14 killed at Iraqi police chief's house
Unidentified gunmen attacked the house of an Iraqi police chief in Baqouba, north-east of Baghdad, killing his wife, two brothers and 11 guards, Diyala provincial police reported.
The attackers also abducted two sons and two daughters of police chief Col. Ali Ahmed, police said. Ahmed wasn’t home at the time, they said. The children’s ages and other details of the attack were not immediately available.
Diyala province, and especially the city of Baqouba, 35 miles north-east of Baghdad, has been torn by violence in recent weeks as al-Qaida in Iraq and affiliated groups have battled Iraqi security forces, the US military and some local insurgent groups that have turned against al-Qaida.
Also today in southern Iraq, a parked minibus exploded at a bus terminal in the town of Qurna, and a hospital director said at least 16 people were killed and 32 wounded.
A witness, taxi driver Salim Abdul-Hussein, 35, said the blast damaged the terminal and many cars and surrounding shops, striking an area crowded each morning with farmers coming to town to shop and sell their produce and animals in Qurna, 225 miles south of Baghdad.
Maj. Gen. Mohammed Hammadi, police chief in Basra, the provincial capital 60 miles to the south, said a minibus loaded with rockets, ammunition, C4 explosives and benzene blew up and caused a nearby car to explode.
Police cordoned off the area and arrested two Egyptian suspects, he said.

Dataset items
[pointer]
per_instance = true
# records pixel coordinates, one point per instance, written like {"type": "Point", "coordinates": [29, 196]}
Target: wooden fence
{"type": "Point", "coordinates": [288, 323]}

WORK INSTRUCTION 1: According to the news report, how far from Baghdad is Qurna, and in which direction?
WORK INSTRUCTION 2: Reproduce the part of the news report that opens with the words containing "14 killed at" and closes with "provincial police reported.".
WORK INSTRUCTION 3: Using the news report, decide whether each statement agrees with it: (a) Col. Ali Ahmed was at home when his house was attacked. (b) Police arrested two Egyptian suspects after the Qurna blast. (c) The minibus explosion in Qurna wounded 16 people. Give yes or no for each, with the deciding words quoted.

REPLY 1: Qurna is 225 miles south of Baghdad.

REPLY 2:
14 killed at Iraqi police chief's house
Unidentified gunmen attacked the house of an Iraqi police chief in Baqouba, north-east of Baghdad, killing his wife, two brothers and 11 guards, Diyala provincial police reported.

REPLY 3:
(a) No: "Ahmed wasn’t home at the time, they said."
(b) Yes: "Police cordoned off the area and arrested two Egyptian suspects, he said."
(c) No: "at least 16 people were killed and 32 wounded."